• **Text extract**

++++++++++

# New tires for a CAT 420E backhoe



## NFDDJS (Sep 22, 2009)

I am looking for new front tires on a CAT 420E. We deal with snow, ice, mud and drive on the roads. So I am looking for a good tire that will not wear out on the roads but still have what we need for the snow and mud. Right now we are looking at buy the Firestone Radial Duraforce AT-R for $330.00 each... Have any of you had these tires and what would you put on this backhoe?


----------



## Jsch2000 (Feb 28, 2004)

Had the same set installed on the front of my JD410 this summer. Have been happy with them so far. Traction was considerable better during our last snow storm. Have used radials in the past. You should get 2-3 times the wear to a bias ply tire. Definitely worth the money.


----------



## DGODGR (Nov 30, 2008)

++++++++++

• **Dataset records**
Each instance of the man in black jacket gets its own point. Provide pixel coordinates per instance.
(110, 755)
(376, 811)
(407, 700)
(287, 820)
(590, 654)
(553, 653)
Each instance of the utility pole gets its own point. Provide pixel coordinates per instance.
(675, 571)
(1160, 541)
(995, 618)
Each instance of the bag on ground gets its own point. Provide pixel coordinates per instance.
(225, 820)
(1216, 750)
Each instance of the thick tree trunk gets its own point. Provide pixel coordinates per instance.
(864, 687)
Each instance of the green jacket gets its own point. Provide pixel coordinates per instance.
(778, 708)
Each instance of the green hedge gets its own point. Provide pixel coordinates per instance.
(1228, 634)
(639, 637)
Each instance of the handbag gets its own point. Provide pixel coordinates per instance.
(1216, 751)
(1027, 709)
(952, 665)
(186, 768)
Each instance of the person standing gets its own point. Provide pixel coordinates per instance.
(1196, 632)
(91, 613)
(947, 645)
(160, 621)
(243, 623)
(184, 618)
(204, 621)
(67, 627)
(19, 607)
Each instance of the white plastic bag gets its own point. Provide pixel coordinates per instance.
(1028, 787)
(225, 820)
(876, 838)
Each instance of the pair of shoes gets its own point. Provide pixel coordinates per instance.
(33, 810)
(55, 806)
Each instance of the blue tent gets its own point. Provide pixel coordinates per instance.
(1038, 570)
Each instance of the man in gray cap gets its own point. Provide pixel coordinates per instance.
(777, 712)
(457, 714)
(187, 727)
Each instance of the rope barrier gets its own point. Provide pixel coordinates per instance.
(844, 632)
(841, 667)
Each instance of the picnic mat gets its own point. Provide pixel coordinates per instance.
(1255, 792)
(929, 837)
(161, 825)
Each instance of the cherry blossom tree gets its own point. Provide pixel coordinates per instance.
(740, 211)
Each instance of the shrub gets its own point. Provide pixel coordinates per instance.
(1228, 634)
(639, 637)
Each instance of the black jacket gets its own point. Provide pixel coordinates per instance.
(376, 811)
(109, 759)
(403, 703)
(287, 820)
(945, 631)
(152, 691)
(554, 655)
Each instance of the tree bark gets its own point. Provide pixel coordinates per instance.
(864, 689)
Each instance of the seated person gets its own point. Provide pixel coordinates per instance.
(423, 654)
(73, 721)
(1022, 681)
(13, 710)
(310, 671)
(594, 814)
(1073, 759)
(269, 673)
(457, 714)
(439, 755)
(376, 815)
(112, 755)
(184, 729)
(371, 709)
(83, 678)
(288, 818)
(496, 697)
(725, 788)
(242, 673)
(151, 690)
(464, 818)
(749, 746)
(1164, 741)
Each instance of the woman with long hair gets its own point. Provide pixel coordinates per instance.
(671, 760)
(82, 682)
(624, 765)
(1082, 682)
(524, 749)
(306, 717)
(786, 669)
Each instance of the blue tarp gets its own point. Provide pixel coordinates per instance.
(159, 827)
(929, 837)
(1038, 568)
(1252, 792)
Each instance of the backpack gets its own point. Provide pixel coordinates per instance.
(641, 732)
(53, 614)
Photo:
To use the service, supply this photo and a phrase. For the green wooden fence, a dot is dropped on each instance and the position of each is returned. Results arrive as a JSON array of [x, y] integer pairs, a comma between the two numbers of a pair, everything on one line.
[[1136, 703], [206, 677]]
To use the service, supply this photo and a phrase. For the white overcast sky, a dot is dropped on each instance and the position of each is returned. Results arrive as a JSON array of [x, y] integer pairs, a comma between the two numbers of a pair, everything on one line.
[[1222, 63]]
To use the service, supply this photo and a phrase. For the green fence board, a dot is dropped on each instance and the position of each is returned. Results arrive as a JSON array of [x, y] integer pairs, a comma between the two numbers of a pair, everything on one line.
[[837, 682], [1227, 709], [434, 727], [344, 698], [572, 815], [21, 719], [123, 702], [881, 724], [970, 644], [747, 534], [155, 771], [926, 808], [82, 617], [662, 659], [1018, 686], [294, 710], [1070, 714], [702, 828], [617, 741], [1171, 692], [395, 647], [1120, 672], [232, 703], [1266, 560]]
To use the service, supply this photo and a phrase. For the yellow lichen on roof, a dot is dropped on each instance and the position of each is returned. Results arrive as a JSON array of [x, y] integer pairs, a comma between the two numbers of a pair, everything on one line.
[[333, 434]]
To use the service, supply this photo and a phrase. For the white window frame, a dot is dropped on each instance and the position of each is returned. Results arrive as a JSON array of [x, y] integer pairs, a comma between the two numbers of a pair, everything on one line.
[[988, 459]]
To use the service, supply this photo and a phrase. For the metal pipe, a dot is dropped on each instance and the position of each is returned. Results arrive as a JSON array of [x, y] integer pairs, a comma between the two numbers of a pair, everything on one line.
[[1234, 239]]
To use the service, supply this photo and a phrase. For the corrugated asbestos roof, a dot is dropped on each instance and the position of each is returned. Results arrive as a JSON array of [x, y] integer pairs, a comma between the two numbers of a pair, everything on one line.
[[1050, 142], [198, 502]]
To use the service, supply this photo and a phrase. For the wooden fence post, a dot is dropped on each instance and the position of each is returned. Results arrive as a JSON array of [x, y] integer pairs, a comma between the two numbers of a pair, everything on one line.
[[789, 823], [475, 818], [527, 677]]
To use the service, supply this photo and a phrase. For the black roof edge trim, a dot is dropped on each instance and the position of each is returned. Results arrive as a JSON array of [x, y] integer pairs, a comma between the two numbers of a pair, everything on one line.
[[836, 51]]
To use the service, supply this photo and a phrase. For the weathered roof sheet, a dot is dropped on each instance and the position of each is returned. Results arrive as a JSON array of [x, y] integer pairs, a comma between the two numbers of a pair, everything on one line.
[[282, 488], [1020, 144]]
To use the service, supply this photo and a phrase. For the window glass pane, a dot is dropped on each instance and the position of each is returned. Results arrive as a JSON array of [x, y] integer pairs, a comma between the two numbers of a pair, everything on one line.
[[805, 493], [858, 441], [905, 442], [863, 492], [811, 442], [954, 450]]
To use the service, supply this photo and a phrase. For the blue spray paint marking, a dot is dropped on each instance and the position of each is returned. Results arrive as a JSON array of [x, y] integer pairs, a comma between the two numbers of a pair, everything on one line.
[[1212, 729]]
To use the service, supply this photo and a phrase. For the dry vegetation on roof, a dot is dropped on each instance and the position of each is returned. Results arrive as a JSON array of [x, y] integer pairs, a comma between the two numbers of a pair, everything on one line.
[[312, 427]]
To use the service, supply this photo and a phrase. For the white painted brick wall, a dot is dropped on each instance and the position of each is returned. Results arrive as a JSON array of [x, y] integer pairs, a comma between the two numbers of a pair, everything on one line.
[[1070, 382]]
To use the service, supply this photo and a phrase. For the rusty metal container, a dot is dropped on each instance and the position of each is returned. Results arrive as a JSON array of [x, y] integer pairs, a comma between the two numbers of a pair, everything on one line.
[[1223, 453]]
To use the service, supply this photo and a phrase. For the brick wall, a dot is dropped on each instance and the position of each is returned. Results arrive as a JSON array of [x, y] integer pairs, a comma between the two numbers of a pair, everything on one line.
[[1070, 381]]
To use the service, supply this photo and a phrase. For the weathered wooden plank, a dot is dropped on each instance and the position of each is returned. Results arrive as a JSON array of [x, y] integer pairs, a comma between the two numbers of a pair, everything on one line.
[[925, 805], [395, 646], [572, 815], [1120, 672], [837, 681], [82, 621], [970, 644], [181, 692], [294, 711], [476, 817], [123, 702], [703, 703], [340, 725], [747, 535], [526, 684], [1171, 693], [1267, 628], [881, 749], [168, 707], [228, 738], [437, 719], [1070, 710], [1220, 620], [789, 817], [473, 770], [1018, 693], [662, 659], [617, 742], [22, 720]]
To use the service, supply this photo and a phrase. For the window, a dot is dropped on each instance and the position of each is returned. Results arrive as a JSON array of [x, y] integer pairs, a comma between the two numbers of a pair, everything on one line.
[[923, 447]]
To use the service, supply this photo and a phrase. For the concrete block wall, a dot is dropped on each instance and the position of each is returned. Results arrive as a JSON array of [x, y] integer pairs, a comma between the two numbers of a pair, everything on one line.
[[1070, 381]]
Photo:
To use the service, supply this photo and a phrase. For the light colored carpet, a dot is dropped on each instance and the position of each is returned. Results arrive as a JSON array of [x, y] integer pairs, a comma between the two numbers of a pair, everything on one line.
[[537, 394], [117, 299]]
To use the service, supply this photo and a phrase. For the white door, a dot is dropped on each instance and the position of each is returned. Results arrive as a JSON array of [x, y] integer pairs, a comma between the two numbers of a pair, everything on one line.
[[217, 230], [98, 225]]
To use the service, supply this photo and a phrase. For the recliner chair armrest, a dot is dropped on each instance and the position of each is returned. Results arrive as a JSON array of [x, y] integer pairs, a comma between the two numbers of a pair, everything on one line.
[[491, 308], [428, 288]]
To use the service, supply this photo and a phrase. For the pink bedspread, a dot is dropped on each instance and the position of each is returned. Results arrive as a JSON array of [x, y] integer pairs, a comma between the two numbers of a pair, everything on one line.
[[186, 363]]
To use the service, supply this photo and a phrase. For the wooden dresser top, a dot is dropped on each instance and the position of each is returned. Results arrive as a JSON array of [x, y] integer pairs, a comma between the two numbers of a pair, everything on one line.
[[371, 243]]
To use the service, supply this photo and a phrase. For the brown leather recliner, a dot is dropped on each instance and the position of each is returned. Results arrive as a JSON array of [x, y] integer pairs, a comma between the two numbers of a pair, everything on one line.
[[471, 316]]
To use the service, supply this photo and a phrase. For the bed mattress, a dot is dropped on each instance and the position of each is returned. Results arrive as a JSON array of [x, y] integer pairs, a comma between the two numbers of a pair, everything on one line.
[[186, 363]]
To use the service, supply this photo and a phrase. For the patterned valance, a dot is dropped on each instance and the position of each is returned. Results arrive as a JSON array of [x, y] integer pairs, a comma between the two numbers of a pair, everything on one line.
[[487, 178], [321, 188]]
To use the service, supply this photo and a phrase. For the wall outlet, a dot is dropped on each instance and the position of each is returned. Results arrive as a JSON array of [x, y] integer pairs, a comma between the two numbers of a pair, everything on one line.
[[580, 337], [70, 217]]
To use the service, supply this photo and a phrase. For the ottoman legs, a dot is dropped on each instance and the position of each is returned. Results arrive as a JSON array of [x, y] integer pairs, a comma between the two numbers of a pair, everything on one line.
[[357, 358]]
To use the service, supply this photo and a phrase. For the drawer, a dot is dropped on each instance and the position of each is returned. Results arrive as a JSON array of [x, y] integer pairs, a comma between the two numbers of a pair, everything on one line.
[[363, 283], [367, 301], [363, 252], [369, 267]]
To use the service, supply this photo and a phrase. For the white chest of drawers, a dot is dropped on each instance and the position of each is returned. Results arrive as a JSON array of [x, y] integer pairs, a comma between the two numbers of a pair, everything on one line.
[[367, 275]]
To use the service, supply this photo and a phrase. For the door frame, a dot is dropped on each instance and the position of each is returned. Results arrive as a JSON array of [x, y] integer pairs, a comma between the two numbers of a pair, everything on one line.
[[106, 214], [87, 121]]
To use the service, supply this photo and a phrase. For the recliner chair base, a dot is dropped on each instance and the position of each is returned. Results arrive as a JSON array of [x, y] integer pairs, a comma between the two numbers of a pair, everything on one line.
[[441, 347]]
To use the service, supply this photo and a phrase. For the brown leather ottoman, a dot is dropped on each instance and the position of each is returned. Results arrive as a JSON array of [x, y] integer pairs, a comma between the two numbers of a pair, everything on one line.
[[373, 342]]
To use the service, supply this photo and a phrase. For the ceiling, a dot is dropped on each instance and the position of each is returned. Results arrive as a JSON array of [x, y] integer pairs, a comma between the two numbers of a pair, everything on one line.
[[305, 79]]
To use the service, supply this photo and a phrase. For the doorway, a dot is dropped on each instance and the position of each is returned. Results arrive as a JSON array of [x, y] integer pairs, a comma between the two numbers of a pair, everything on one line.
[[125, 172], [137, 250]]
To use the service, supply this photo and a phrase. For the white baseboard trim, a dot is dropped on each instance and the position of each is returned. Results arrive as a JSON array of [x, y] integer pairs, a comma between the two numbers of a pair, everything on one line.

++++++++++

• **Your tasks**
1 – Summarize the backhoe tire thread in two sentences.
2 – Carry the backhoe tire thread on from the point where it stops.
The listing has nothing to do with the backhoe tire thread.

• **Responses to the tasks**
1 – A poster looking for front tires for a CAT 420E that will hold up on the roads and still handle snow, ice and mud is considering the Firestone Radial Duraforce AT-R at $330.00 each and asks what others would put on the backhoe. A reply reports the same tires on the front of a JD410 gave considerably better traction in snow, and says radials should get 2-3 times the wear of a bias ply tire and are worth the money.

2 –
I have always had the OEM tires on my 416C (the same tires came on my 416B too). I'm not sure if the E models come with the same tires or not. I have not been paying much attention to backhoes latley as I'm not in the market to buy. The tires I have are Goodyear and they have a traditional chevron pattern. They are not the best on ice but I find that they work just as well in off road conditions as any tire I have ever been exposed to. I have had really good luck with them holding up to the daily riggors of the construction industry. I am also getting excellent tread life from each set I have owned (the third set is currently in use). The first (2) years I used the hoe were on pavement. I am getting about 5,000 hours of use out of the first two sets, and I now have about 1500 hours on the third set. Yes, that's right +/- 5,000 hours. The machine has a little over 12,000 hours on it. I am on the third set of tires now. I know you are asking about the Firestones, or some other tire geared towards snow removal. I have never used a snow tire on my backhoe (or any other of my tractorsfor that matter) so I can't comment on them. I do, however, think that the exceptional life I am getting from these tires makes them worth consideration. If you are trying to get away with not using chains than you might want to look elsewhere. I don't think that these tires work any better in the snow than any other tire.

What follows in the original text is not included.